_Set of tasks_
#1 In the text about the audit steering committee, what does the committee intend to determine by combining research, interviews, feedback, discernment and the joy of continuing revelation?
#2 Using the text about the audit steering committee, mark each statement yes or no and quote the words of the text that decide it: (a) The Steering Committee has a four-fold charge. (b) Richard Robert Wright was 13 years old when he answered Howard. (c) Howard visited a freedmen school in Alabama.
#3 Return a passage of the text about the audit steering committee word for word, beginning at the words "Want to know" and stopping after "of the audit.".

-- begin Text provided --

Want to know about the Multicultural Audit Steering Committee (MASC)? 

The charge of the Steering Committee is four-fold: To develop a Request for Proposal (RFP) that outlines the intention, scope and work of the audit.

  1. To review proposals that are submitted, meeting with finalists to learn more about their approach to this work, conducting a full reference review (talking with former clients, etc.), and making a final selection of the consultant who will lead us in the audit.

  2. To report back to the yearly meeting community about the process and selection.

  3. To support the consultant in beginning the audit.

Consequently, the Multicultural Audit Steering Committee (MASC) is tasked with selecting a consulting firm that helps organizations such as The Philadelphia Yearly Meeting (PhYM) assess its scorecard in terms of its own actualization of its re-imagining vision, Re-Igniting The Fire. We will combine research, interviews, feedback, discernment and the joy of continuing revelation to ascertain who is best qualified to assist us in our institutional self-assessment.


If you were seeking information about the Request for Proposal from Independent Consulting Services for a Multicultural Community Assessment in Diversity and Inclusion, please see this page: RFP


If you were looking for the MASC’s accomplished work, please click on the image above.


In 1868, retired Union General O.O. Howard, Howard University’s namesake, visits the American Missionary Association’s freedmen school, Storrs School (now Clark Atlanta University) in Georgia. Howard queries, “What should I tell the people up North the plight of former slaves?” A 13-year-old Richard Robert Wright answers, “Sir, tell them we are rising.” Later in life, Wright starts and serves as the first president of the forerunner to today’s Savannah State University in Georgia.

As clerk of this community, I fervently pray when asked of a committee member, at the end this committee’s labor, “What report does thou have?” With a joyous heart, the answer is, “We are rising in revelation and treating one another sacredly.”

-- end Text provided --
-- begin Dataset rows --

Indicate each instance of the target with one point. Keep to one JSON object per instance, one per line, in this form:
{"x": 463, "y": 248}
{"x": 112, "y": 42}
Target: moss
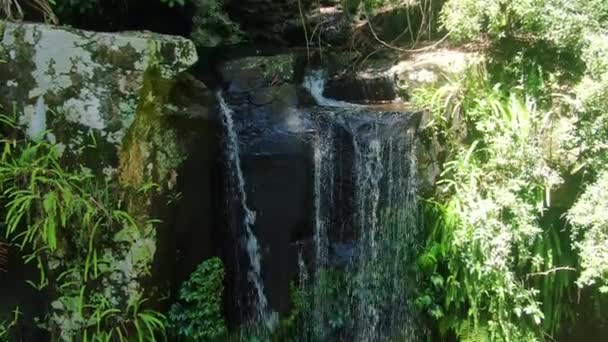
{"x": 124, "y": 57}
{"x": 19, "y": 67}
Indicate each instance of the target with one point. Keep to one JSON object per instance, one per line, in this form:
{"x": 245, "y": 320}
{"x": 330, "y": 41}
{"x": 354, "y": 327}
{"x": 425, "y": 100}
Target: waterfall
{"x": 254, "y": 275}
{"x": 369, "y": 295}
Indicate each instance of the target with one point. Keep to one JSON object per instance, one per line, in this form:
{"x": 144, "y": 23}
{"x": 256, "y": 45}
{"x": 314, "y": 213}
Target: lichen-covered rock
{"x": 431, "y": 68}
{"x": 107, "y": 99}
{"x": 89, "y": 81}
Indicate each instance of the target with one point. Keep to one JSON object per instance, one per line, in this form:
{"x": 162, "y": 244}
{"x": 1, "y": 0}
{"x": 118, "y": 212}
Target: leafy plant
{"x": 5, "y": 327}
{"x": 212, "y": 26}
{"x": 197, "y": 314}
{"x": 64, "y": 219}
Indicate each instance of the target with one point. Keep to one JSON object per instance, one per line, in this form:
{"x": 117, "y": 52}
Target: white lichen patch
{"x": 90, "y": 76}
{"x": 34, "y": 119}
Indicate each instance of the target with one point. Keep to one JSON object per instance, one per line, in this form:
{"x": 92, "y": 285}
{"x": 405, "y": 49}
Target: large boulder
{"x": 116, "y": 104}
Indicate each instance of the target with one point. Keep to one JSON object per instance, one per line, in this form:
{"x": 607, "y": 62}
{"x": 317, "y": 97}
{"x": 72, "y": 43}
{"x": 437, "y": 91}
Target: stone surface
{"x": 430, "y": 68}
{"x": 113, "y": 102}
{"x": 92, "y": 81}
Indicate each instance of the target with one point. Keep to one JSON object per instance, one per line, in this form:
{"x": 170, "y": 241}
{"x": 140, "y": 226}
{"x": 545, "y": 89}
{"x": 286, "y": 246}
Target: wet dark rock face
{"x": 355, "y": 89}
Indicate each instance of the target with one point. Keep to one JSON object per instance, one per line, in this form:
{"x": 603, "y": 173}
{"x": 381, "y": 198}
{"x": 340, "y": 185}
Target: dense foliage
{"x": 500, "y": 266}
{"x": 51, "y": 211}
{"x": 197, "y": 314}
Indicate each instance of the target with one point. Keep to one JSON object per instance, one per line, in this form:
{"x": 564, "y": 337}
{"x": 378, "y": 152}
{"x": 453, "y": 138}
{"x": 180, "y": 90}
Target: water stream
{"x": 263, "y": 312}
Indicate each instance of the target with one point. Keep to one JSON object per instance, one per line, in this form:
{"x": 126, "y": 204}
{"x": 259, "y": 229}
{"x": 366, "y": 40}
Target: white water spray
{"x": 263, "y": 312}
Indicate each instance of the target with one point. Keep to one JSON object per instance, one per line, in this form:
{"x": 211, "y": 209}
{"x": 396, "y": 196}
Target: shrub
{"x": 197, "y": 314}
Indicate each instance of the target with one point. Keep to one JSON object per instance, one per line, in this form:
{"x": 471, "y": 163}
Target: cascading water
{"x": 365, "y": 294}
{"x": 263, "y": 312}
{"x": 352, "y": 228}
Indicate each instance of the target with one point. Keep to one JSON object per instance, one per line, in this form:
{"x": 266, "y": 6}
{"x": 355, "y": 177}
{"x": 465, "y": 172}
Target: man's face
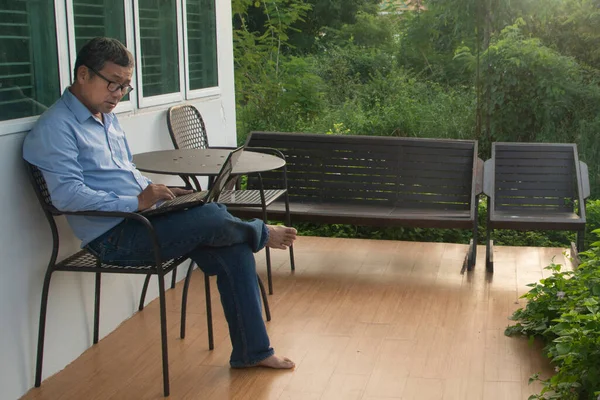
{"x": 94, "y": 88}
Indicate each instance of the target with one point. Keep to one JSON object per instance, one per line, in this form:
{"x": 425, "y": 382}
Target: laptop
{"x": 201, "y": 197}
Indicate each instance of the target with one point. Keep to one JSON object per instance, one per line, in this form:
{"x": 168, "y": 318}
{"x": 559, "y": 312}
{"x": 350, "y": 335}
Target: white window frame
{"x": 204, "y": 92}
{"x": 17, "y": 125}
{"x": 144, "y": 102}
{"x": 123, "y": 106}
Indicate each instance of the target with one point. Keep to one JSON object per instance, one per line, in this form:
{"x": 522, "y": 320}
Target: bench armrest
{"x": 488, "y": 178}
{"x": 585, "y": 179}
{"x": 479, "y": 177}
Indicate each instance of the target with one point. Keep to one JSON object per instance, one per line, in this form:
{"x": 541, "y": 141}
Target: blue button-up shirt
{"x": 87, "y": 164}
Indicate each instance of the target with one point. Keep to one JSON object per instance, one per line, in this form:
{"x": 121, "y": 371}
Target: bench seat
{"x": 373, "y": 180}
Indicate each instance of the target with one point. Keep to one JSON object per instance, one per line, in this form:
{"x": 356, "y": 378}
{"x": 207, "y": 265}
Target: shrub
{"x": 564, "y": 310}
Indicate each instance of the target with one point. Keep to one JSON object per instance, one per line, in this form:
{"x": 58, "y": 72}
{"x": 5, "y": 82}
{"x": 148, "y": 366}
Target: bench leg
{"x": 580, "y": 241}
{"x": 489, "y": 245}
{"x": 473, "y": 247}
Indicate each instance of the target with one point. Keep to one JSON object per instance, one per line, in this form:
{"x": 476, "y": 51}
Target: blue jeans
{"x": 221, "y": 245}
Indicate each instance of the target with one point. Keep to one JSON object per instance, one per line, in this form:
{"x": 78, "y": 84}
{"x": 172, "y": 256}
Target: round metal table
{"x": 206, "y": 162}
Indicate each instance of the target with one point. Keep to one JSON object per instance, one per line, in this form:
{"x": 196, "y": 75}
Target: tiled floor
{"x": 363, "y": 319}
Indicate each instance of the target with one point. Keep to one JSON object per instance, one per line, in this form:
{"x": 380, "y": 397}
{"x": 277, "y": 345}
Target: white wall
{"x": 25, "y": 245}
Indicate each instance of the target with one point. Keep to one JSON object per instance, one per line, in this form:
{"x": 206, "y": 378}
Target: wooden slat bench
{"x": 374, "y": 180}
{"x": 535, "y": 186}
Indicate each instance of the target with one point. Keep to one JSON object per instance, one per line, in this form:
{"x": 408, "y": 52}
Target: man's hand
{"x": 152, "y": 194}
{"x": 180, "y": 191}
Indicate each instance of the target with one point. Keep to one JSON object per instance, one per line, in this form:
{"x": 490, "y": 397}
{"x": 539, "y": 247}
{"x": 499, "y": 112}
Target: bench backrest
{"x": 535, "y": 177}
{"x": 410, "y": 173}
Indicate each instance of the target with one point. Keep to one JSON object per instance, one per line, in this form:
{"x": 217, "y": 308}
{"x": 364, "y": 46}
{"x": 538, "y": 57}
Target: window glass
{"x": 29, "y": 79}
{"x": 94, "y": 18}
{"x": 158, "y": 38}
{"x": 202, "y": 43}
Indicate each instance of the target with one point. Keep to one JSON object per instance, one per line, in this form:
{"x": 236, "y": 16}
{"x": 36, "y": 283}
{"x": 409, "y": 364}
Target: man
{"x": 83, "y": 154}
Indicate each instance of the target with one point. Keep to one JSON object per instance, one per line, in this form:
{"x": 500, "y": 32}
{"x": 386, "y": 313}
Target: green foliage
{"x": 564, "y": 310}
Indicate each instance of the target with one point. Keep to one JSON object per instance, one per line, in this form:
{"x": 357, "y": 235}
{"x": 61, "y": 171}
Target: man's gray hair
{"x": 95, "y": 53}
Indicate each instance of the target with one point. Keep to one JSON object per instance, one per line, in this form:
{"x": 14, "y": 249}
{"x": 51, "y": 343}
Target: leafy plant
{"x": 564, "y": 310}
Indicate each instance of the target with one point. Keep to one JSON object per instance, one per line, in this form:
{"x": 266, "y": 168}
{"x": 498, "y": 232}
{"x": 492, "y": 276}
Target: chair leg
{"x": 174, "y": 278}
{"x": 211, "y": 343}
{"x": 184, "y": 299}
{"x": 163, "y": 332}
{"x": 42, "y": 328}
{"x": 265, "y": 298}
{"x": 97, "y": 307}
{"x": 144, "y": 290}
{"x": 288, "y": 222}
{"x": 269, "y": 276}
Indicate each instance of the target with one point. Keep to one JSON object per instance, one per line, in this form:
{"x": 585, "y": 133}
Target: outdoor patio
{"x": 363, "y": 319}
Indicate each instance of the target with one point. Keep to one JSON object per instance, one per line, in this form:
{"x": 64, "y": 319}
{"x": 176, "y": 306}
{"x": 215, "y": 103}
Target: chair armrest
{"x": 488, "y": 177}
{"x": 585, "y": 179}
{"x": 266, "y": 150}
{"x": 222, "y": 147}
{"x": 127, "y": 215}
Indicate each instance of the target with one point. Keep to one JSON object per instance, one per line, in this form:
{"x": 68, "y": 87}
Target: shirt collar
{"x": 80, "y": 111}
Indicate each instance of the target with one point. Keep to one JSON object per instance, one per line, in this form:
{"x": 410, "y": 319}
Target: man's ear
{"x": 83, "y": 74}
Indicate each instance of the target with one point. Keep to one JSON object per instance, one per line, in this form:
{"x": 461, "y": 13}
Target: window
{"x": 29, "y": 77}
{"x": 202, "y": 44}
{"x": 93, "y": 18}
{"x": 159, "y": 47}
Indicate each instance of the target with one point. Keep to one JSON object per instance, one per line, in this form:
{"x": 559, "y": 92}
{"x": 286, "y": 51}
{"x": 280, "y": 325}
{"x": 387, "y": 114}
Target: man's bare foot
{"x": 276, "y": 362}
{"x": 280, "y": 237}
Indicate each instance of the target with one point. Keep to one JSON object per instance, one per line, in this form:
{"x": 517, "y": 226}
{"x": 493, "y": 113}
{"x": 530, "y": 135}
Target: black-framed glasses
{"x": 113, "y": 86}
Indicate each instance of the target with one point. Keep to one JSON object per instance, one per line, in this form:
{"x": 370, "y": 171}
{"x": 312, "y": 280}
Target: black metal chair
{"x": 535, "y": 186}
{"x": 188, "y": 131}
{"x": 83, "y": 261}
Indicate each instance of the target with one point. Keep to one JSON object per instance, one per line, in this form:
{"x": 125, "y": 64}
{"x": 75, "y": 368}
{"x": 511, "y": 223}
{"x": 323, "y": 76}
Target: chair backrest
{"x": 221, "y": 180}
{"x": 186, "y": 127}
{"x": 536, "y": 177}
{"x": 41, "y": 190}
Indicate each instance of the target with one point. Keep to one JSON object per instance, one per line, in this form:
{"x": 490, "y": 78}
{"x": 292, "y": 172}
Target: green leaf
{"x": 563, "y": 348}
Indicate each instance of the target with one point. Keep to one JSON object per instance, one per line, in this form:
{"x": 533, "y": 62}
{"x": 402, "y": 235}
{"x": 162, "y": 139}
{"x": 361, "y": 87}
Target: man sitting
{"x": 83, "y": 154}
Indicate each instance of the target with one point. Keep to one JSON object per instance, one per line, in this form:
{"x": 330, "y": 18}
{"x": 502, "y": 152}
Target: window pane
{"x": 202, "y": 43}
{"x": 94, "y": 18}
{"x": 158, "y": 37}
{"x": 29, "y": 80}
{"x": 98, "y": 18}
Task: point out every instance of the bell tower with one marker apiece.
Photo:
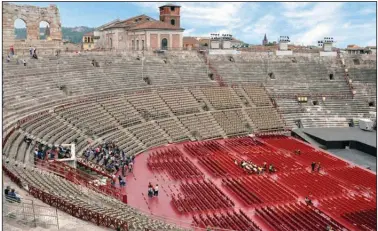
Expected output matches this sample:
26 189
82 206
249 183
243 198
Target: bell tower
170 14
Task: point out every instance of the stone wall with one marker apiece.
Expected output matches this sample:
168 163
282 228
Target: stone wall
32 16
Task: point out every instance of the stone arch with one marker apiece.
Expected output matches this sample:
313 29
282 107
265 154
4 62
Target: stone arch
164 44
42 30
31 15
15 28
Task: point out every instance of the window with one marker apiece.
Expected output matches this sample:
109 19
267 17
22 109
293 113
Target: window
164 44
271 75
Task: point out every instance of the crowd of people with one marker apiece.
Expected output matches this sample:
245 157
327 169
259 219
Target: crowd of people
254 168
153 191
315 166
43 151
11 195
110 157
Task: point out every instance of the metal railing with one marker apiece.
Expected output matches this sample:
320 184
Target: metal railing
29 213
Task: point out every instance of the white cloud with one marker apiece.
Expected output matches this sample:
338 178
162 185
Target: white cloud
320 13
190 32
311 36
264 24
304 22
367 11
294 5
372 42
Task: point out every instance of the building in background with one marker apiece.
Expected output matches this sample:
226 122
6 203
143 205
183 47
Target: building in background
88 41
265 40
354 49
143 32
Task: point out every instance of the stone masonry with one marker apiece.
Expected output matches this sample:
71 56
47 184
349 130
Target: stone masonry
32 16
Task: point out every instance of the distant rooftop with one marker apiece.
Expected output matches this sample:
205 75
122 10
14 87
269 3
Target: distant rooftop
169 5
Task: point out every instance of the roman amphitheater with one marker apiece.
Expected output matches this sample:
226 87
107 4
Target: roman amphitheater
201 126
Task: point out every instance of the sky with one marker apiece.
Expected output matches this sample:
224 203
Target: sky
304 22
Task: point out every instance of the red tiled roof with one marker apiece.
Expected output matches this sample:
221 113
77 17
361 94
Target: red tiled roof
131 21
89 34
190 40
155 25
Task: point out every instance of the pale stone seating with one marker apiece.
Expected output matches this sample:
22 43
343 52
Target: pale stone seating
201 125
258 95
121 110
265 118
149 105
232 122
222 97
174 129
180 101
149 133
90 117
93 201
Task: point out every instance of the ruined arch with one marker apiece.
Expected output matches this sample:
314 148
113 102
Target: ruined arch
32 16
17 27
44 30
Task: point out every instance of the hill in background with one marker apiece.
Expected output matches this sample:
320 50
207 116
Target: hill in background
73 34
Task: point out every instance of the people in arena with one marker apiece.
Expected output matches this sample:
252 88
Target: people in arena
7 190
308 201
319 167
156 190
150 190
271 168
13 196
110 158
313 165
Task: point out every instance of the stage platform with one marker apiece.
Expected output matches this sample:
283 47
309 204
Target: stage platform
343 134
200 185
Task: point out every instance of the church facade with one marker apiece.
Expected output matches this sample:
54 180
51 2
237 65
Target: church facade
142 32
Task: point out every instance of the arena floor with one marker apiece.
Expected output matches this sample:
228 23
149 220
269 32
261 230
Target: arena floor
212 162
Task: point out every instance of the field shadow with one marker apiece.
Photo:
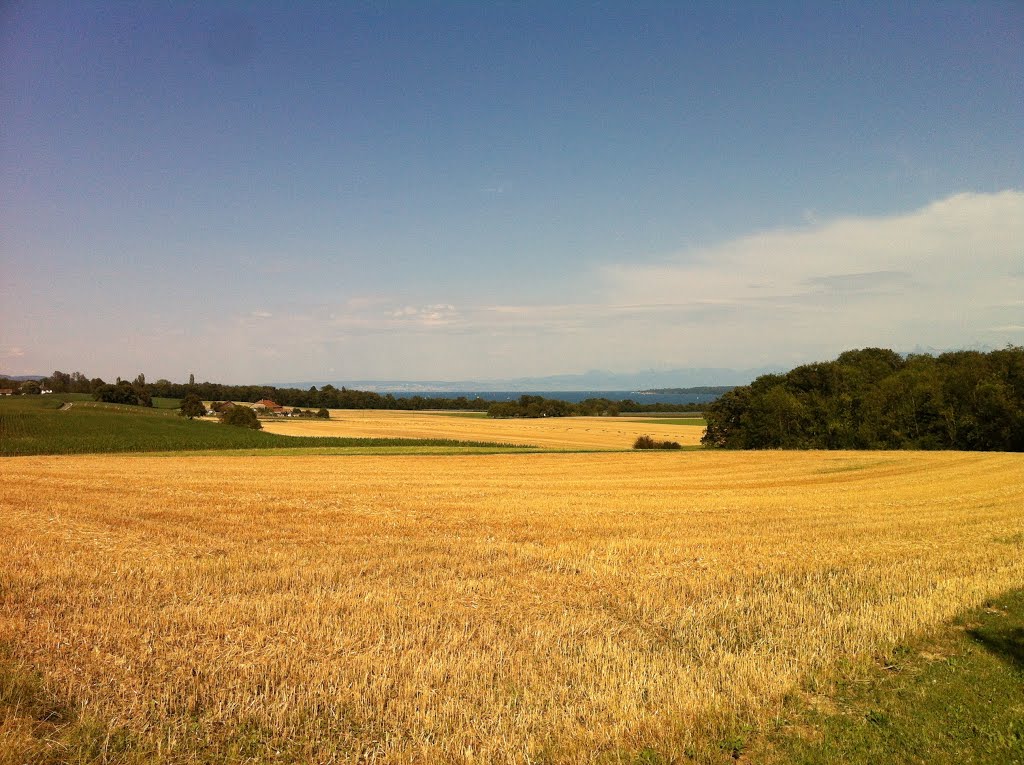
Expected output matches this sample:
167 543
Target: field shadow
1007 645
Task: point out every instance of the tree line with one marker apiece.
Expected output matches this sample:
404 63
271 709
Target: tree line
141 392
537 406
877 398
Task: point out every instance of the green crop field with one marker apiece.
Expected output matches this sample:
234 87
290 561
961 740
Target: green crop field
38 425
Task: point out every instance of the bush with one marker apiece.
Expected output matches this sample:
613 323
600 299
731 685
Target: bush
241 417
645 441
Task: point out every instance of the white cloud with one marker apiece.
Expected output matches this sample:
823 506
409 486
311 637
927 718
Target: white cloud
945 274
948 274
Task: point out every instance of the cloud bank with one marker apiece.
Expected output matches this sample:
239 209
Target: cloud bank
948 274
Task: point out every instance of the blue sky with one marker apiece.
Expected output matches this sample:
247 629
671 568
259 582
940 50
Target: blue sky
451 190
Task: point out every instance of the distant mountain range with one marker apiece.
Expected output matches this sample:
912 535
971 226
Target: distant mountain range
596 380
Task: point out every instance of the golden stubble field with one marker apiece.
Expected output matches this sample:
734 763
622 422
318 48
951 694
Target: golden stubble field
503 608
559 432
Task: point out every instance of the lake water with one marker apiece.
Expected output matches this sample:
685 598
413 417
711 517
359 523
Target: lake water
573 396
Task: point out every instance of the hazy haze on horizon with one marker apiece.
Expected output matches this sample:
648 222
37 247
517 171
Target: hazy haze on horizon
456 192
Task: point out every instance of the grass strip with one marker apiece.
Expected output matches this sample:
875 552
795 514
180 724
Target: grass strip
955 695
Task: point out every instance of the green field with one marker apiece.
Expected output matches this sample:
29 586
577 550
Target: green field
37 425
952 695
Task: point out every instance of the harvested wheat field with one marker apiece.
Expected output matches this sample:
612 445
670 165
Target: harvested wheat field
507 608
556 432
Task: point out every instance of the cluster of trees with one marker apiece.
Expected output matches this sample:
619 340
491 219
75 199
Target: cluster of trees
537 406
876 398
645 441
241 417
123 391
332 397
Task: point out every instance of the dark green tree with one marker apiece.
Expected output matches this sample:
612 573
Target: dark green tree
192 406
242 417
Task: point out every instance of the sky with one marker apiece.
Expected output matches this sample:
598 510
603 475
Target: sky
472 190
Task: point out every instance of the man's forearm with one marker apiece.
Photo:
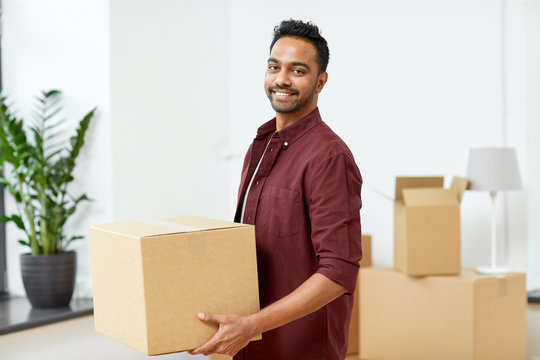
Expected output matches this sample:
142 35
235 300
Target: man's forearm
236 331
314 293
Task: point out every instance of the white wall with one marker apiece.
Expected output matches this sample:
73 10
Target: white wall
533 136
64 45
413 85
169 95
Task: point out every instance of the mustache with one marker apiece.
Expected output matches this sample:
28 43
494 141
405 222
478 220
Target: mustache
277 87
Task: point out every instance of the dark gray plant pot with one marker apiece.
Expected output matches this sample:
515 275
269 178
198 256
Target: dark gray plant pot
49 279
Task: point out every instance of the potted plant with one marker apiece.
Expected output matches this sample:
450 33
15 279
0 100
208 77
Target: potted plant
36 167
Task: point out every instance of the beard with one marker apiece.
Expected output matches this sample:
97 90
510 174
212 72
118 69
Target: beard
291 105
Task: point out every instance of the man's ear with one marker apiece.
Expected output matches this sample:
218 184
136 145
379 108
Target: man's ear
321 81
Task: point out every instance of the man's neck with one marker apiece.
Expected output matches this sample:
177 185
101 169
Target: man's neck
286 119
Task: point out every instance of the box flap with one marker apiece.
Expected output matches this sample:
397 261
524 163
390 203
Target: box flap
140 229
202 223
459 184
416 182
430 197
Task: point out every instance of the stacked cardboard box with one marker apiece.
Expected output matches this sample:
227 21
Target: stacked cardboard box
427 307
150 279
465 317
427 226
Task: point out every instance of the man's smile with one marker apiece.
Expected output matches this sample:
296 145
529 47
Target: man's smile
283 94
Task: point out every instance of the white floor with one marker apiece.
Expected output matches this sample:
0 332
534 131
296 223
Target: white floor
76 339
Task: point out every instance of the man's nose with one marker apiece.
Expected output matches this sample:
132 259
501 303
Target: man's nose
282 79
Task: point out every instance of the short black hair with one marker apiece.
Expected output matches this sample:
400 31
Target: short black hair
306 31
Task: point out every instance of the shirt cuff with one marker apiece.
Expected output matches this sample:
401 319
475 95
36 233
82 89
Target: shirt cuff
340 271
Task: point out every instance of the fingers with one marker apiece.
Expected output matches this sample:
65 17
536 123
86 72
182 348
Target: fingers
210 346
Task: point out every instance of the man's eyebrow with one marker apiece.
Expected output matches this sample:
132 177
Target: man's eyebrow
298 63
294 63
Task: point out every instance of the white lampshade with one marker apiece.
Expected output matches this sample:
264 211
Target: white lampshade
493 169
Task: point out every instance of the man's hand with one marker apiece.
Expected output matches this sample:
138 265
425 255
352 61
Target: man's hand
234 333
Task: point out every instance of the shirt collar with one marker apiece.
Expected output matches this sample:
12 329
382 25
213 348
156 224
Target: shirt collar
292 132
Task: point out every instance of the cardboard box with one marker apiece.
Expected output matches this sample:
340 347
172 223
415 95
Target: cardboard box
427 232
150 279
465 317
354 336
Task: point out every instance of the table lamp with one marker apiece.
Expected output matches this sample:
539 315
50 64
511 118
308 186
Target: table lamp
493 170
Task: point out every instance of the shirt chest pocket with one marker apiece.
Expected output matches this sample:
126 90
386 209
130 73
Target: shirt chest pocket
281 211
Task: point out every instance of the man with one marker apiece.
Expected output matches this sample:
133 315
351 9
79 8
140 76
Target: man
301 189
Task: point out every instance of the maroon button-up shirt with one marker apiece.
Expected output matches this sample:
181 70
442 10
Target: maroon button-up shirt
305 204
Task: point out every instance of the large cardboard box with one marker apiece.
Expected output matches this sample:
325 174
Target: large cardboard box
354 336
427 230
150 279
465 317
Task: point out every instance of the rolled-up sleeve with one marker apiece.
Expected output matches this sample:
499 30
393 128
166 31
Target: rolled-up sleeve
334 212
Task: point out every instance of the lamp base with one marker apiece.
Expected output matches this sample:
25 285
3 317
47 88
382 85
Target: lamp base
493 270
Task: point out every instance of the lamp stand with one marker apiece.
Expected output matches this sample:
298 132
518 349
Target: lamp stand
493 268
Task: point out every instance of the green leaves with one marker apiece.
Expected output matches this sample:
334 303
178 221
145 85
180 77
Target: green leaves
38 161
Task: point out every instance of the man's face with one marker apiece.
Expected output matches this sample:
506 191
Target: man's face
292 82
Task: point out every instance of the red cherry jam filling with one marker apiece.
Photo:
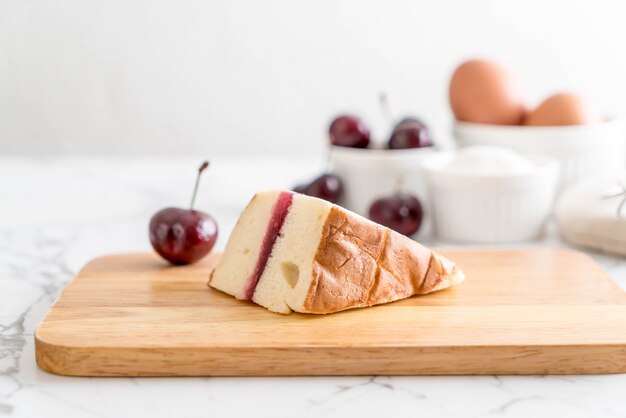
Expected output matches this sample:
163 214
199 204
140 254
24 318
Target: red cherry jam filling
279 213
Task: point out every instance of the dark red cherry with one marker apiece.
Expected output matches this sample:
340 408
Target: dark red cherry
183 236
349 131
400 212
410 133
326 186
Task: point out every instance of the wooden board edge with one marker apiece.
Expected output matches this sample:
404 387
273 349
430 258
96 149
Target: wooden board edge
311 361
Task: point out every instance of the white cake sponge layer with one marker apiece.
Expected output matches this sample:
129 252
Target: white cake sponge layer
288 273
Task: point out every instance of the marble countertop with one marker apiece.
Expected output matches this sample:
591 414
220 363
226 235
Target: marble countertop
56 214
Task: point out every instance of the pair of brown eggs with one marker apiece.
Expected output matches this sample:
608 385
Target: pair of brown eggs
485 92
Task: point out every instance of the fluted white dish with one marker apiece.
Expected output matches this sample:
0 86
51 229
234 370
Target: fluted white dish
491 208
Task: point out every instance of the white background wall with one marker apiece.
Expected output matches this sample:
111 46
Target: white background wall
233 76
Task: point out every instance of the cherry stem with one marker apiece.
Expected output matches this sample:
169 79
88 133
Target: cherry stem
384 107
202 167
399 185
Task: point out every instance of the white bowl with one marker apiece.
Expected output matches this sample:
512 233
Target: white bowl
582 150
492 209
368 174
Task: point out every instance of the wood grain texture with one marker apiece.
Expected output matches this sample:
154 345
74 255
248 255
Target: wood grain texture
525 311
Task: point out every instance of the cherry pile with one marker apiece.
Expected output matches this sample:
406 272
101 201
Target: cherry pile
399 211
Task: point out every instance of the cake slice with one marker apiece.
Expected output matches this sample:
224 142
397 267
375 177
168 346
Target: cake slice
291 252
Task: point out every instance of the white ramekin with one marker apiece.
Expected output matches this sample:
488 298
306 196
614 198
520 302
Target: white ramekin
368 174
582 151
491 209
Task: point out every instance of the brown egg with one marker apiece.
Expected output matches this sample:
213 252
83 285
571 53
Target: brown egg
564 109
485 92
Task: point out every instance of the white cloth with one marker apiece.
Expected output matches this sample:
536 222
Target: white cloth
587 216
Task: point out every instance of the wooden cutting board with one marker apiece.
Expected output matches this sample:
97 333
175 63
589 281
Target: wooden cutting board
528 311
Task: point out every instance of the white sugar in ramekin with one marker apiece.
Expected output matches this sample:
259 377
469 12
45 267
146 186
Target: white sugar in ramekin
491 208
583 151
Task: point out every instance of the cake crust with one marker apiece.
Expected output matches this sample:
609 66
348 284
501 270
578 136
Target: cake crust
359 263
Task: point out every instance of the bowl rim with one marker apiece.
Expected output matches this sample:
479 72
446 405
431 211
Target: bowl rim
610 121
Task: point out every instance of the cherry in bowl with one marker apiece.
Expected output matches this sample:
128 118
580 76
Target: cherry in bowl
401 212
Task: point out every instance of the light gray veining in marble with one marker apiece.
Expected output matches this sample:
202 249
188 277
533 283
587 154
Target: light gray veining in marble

-- end Dataset rows --

_Answers by task_
#1 It intends to determine who is best qualified to assist in the institutional self-assessment.

#2
(a) Yes: "The charge of the Steering Committee is four-fold"
(b) Yes: "A 13-year-old Richard Robert Wright answers"
(c) No: "Storrs School (now Clark Atlanta University) in Georgia"

#3
Want to know about the Multicultural Audit Steering Committee (MASC)? 

The charge of the Steering Committee is four-fold: To develop a Request for Proposal (RFP) that outlines the intention, scope and work of the audit.